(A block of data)
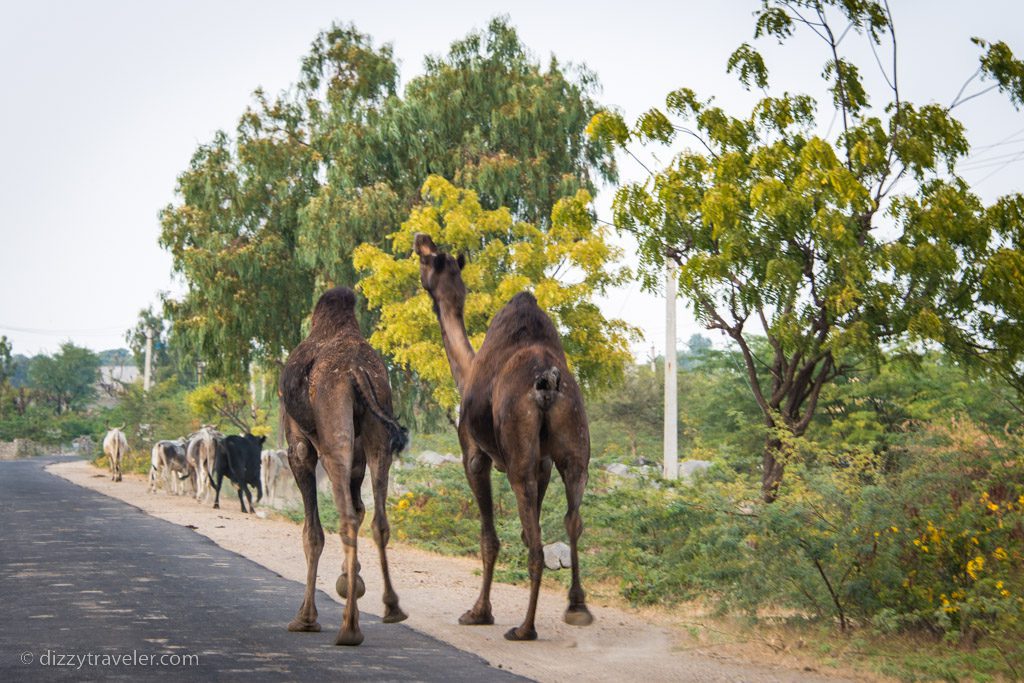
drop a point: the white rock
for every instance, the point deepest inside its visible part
(432, 459)
(557, 555)
(619, 470)
(688, 468)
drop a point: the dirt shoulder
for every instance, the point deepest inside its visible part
(435, 590)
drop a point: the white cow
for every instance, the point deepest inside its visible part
(201, 452)
(116, 447)
(168, 462)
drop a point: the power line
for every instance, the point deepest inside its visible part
(56, 333)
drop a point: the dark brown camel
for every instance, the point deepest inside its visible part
(337, 399)
(521, 412)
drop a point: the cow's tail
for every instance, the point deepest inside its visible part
(398, 434)
(546, 386)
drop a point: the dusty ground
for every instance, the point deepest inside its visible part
(435, 590)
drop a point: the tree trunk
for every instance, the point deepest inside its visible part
(771, 474)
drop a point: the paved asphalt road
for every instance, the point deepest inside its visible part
(82, 573)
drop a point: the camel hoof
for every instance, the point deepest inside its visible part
(350, 638)
(472, 619)
(341, 586)
(519, 634)
(393, 615)
(579, 616)
(300, 626)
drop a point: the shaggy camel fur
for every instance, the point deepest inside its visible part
(337, 397)
(521, 412)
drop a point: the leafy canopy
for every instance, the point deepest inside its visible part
(268, 218)
(67, 379)
(807, 238)
(565, 266)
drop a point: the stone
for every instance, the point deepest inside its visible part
(619, 470)
(557, 555)
(688, 468)
(431, 459)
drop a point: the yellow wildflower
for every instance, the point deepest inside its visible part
(975, 566)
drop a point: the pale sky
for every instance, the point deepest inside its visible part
(103, 103)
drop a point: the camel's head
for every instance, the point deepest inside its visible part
(440, 273)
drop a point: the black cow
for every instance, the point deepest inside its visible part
(238, 458)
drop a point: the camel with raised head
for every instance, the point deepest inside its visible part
(337, 398)
(521, 412)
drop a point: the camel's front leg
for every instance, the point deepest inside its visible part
(303, 463)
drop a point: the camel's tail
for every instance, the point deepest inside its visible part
(546, 387)
(398, 434)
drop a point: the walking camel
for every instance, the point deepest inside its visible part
(521, 412)
(337, 399)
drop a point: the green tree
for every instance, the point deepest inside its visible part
(774, 227)
(635, 408)
(564, 266)
(269, 218)
(219, 402)
(67, 379)
(6, 373)
(170, 358)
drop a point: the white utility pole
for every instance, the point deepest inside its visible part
(671, 467)
(147, 372)
(252, 387)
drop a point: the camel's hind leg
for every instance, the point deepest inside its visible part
(574, 478)
(302, 459)
(380, 464)
(477, 466)
(526, 491)
(355, 488)
(336, 433)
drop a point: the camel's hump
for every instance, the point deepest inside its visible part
(335, 307)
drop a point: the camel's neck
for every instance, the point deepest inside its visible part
(457, 345)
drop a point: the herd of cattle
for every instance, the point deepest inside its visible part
(202, 460)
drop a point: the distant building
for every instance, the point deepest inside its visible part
(112, 381)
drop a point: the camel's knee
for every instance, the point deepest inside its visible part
(382, 530)
(536, 562)
(573, 523)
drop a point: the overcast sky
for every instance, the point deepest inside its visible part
(103, 103)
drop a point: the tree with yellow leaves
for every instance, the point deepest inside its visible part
(564, 267)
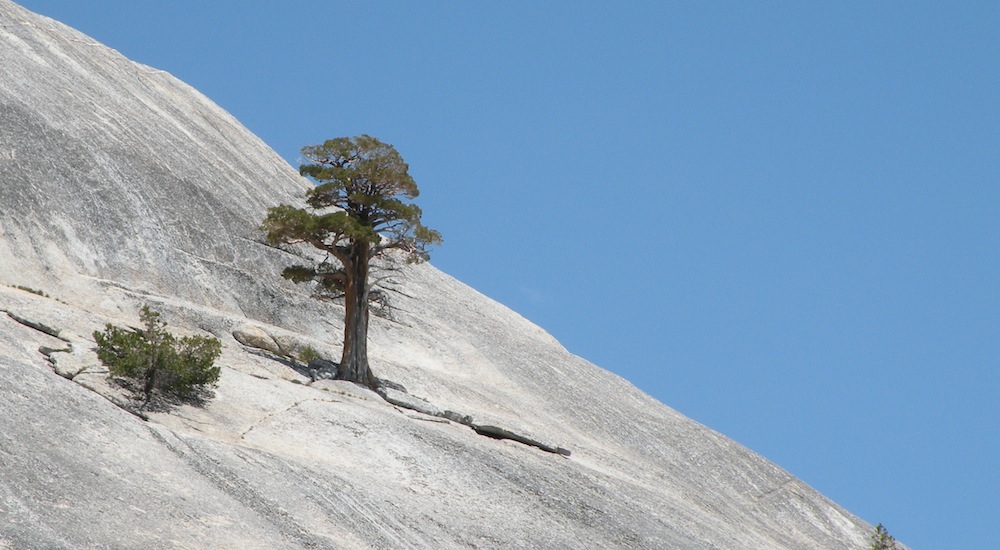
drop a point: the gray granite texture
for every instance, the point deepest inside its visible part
(121, 186)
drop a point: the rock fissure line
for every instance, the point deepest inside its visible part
(272, 414)
(413, 403)
(40, 327)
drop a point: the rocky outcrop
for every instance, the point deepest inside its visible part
(124, 187)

EXERCISE REQUIREMENTS: Can you quote every line of the data above word for word, omitting the pictures?

THE ANSWER:
drop a point: the white rock
for every instance, the point deepest inside its visible part
(432, 459)
(557, 555)
(619, 470)
(688, 468)
drop a point: the dirt shoulder
for every instance, the point deepest inside its visible part
(435, 590)
drop a point: the white cow
for every instance, the point deepest inside its visible part
(201, 452)
(116, 447)
(168, 462)
drop a point: the power line
for every instance, the point deepest inside its visible part
(56, 333)
drop a point: the dark brown camel
for every instance, the point deepest inside its visible part
(337, 399)
(521, 412)
drop a point: the cow's tail
for every instance, the point deepest inside its visible part
(398, 434)
(546, 386)
drop a point: the dusty ground
for every instance, the point deepest inside its visible part
(435, 590)
drop a point: the tree trunk
for every instance, the point deepest inside its visible part
(771, 474)
drop a point: the paved asphalt road
for every instance, the point deepest inside its visible part
(82, 573)
drop a point: the camel hoof
for every instance, the point deepest inside its visible part
(350, 638)
(472, 619)
(341, 586)
(519, 634)
(393, 615)
(579, 616)
(300, 626)
drop a point: the shaggy camel fur
for every instance, the point deepest inside its visible part
(337, 397)
(521, 412)
drop a point: the leafy canopy
for every instance, the point deepest inside its visible part
(268, 218)
(67, 379)
(807, 238)
(565, 266)
drop a point: the stone
for every instance, the point deepest inside its visible part
(619, 470)
(557, 555)
(688, 468)
(431, 459)
drop a point: the yellow wildflower
for every instance, the point deepest inside its visible part
(975, 566)
drop a point: the pale sky
for every instance, the point deepest inside its visible part
(103, 103)
drop a point: the camel's head
for every instance, the point deepest inside its visible part
(440, 273)
drop a point: the black cow
for every instance, the point deepest inside its visible part
(238, 458)
drop a point: the camel with raised head
for every instance, the point deepest inside its visible part
(337, 398)
(521, 412)
drop a point: the camel's front leg
for every instance, the point deepest inside its visible part
(303, 463)
drop a point: the camel's tail
for every instance, the point deepest inside its visible part
(546, 387)
(398, 434)
drop a point: the walking camel
for every instance, the point deepest inside its visible part
(521, 412)
(337, 399)
drop a point: the green tree
for every instance, the point deepest inside its visible part
(774, 227)
(635, 408)
(564, 266)
(269, 218)
(219, 402)
(67, 379)
(6, 373)
(170, 358)
drop a point: the white utility pole
for every instance, the point deepest inside its visible part
(671, 467)
(147, 372)
(252, 387)
drop a point: the camel's hind leg
for every instance, the point deepest inside its visible part
(574, 478)
(302, 459)
(380, 464)
(477, 466)
(526, 491)
(355, 488)
(336, 433)
drop a point: the camel's hump
for every instance, the point deepest inside its visible part
(335, 307)
drop a point: the camel's neck
for every instance, the point deepest inside its visible part
(457, 345)
drop a point: the herd of cattle
for every instance, the point deepest inside its visible part
(202, 460)
drop a point: the distant building
for every instance, the point deepest inside its visible part
(112, 381)
drop a point: the camel's knee
for every instance, the point deepest inside its visible part
(382, 530)
(536, 562)
(573, 523)
drop a point: the overcast sky
for every instance, the point deepest inside its visible part
(103, 103)
drop a point: the tree with yellow leaves
for every instance, the point deepest inside its visible part
(564, 267)
drop a point: the gray granite texture
for every instance, the point deepest inside its visible part
(121, 186)
drop a point: the rock fissure line
for every instance, the point deepest inside its visible part
(272, 414)
(413, 403)
(40, 327)
drop a point: the rocky outcrop
for every instance, the point deepest inside its visible part
(124, 187)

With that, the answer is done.